▶ **PROBLEM**
Return each line of the data below that contains the string "ball", copying every such line in full.

▶ **SOURCE DATA**
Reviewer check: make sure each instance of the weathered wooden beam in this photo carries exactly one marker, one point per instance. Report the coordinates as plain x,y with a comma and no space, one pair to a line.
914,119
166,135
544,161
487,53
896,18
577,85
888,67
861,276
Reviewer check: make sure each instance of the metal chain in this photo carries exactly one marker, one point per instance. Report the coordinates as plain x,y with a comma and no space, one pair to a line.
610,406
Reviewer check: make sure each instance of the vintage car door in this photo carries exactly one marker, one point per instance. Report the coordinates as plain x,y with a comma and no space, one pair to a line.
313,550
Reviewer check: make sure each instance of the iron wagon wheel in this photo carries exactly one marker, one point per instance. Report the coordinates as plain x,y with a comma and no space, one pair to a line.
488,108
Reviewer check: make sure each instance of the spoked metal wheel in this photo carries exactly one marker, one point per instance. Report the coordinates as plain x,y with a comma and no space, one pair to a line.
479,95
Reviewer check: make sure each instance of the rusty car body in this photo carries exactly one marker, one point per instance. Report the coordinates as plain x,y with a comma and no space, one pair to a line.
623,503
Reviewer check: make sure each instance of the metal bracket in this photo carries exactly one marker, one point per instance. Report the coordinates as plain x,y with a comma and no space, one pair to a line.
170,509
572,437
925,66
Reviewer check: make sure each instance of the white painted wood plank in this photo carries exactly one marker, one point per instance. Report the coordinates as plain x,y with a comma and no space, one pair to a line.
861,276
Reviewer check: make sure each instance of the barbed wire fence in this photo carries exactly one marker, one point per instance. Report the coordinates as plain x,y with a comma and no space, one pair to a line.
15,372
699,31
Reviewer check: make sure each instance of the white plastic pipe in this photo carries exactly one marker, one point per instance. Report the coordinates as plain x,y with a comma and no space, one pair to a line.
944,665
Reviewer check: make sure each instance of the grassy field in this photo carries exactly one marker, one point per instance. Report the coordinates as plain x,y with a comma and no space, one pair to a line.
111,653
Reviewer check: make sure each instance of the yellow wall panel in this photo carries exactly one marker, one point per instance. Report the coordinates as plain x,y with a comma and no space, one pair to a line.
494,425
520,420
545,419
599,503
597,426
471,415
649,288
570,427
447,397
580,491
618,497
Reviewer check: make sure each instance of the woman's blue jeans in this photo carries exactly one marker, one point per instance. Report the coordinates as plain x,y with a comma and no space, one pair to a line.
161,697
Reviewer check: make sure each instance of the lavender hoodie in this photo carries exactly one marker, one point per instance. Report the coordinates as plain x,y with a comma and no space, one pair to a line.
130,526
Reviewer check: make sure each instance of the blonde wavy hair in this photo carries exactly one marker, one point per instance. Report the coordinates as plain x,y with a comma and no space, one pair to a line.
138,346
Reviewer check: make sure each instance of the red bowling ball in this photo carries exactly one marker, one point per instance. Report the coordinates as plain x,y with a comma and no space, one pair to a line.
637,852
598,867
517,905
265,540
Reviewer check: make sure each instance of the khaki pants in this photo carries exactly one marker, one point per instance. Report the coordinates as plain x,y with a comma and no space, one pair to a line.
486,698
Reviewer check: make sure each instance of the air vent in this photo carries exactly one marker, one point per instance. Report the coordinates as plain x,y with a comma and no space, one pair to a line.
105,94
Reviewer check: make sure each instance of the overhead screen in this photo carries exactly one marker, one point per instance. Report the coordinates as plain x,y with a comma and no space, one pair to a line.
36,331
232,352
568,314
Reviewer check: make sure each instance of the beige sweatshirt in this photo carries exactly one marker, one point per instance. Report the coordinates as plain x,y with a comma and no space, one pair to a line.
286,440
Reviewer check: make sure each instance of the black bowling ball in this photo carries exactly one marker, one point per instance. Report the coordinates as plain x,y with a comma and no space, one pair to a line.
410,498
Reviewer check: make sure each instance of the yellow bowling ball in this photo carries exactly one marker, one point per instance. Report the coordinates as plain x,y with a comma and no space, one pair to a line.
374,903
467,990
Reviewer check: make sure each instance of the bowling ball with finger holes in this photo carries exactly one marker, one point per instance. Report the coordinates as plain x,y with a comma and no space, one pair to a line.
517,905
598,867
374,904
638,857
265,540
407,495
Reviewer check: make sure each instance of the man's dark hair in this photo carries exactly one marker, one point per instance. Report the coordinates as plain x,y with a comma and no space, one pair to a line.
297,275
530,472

--

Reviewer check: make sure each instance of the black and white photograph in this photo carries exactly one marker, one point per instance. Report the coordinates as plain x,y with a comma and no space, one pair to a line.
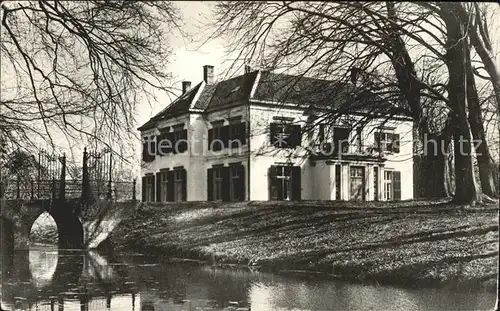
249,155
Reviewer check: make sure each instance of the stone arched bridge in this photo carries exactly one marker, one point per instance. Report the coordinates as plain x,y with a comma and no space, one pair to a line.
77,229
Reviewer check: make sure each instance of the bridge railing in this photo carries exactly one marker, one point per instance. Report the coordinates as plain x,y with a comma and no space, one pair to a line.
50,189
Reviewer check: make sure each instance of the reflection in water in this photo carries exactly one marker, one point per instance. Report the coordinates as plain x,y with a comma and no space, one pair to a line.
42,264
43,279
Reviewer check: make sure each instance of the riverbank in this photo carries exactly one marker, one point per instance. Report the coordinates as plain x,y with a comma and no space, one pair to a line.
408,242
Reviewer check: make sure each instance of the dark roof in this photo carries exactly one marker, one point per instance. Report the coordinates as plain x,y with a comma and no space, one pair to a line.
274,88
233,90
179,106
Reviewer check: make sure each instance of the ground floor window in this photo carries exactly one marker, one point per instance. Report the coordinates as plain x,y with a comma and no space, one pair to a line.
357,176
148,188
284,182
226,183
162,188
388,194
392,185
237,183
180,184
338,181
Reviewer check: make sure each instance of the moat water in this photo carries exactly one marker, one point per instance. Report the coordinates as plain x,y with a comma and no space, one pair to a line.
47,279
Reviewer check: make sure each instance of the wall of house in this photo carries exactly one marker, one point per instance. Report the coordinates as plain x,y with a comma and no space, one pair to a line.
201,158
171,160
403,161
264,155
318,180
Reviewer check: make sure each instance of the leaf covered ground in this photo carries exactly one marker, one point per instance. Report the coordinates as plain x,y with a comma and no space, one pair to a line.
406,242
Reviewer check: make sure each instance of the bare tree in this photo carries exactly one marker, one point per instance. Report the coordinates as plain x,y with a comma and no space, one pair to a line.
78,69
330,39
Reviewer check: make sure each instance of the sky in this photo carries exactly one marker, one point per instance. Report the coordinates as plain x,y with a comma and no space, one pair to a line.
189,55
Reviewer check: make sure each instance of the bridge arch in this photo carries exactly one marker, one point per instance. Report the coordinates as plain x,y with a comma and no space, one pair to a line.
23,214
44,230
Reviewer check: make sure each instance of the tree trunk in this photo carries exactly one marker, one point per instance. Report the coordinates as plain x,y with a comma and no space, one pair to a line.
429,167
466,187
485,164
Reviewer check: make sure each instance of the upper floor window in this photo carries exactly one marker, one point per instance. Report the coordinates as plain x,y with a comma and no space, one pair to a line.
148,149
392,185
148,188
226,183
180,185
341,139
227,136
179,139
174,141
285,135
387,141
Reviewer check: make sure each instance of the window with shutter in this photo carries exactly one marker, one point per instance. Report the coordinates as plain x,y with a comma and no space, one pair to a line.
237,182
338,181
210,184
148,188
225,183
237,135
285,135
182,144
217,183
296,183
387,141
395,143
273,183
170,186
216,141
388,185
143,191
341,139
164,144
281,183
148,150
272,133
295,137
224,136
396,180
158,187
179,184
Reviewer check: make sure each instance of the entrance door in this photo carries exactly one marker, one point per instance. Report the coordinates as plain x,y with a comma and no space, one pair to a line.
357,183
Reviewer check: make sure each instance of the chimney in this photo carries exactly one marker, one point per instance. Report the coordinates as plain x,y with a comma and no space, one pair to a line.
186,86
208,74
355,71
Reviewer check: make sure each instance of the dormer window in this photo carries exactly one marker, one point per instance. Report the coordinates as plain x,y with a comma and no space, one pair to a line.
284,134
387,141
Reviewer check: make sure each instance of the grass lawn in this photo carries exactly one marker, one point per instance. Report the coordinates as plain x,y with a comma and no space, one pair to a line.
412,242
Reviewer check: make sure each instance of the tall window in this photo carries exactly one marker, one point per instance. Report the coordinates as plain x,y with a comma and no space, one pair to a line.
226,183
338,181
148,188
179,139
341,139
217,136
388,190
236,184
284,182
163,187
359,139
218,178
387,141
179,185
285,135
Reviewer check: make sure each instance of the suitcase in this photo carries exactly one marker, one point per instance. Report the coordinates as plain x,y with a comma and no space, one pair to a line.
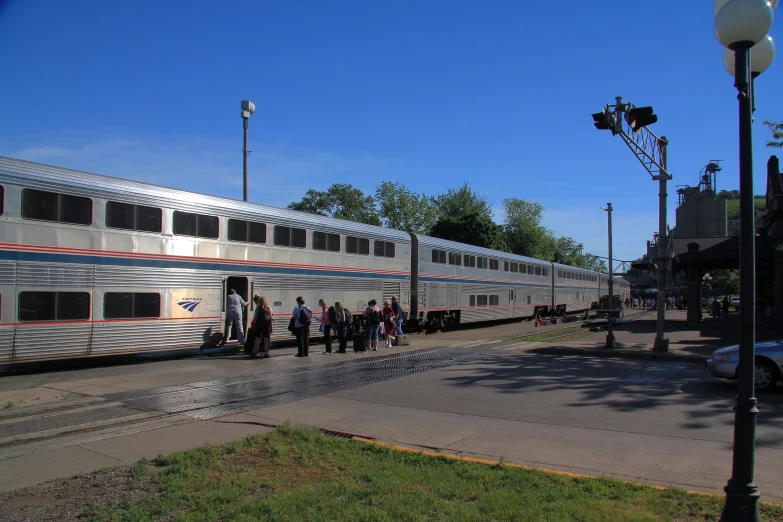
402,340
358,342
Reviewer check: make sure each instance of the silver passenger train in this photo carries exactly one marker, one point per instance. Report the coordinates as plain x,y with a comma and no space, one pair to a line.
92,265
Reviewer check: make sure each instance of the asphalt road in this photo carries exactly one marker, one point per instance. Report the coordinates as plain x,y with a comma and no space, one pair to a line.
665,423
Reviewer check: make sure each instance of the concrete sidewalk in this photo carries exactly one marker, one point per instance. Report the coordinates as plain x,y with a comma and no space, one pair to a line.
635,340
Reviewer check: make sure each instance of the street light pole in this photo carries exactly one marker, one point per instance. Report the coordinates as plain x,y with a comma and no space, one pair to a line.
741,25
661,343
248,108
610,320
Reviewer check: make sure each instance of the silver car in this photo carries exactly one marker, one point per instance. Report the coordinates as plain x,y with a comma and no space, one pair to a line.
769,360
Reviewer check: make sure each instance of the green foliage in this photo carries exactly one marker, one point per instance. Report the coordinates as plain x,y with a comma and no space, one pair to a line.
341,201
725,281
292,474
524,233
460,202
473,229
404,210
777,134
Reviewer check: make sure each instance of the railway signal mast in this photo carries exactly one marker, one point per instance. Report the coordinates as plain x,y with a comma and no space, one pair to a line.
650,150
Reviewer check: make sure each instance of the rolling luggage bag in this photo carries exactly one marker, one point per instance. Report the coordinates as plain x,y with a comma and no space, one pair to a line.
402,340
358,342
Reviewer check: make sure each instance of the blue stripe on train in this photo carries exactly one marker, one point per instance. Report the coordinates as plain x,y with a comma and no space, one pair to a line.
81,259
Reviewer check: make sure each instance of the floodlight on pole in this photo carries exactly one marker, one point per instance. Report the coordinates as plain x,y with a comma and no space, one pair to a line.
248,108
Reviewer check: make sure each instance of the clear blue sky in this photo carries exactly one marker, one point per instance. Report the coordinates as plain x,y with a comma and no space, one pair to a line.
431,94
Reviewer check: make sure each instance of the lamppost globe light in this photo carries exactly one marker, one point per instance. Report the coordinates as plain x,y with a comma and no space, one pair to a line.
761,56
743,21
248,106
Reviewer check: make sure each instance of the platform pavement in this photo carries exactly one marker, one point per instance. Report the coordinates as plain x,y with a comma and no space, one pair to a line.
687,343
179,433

▶ **CORRECT OUTPUT**
Reviewer check: make sure each instance of the red bowling ball in this photo carries exactly one marker, one point per instance. Report the coordinates as plain x,y with a comma and no space, one pair to a line.
Reviewer check: make sure each instance of the black bowling ball in this photo carries exactly one marker, one point per instance. Report the coordinates as plain x,y with a comma and no space, one pair to a line.
Reviewer check: make sure each instance of the yellow bowling ball in this photo carries exactly one marker, one point per instance. Report the coordinates as plain x,y with a comma and no space, one pair to a line.
Reviewer check: make sure each instance of the bowling ball with finger holes in this photo carries exactly one marker, one point per instance. Report the coordinates as plain x,y with a comma and no space, one pair to a line.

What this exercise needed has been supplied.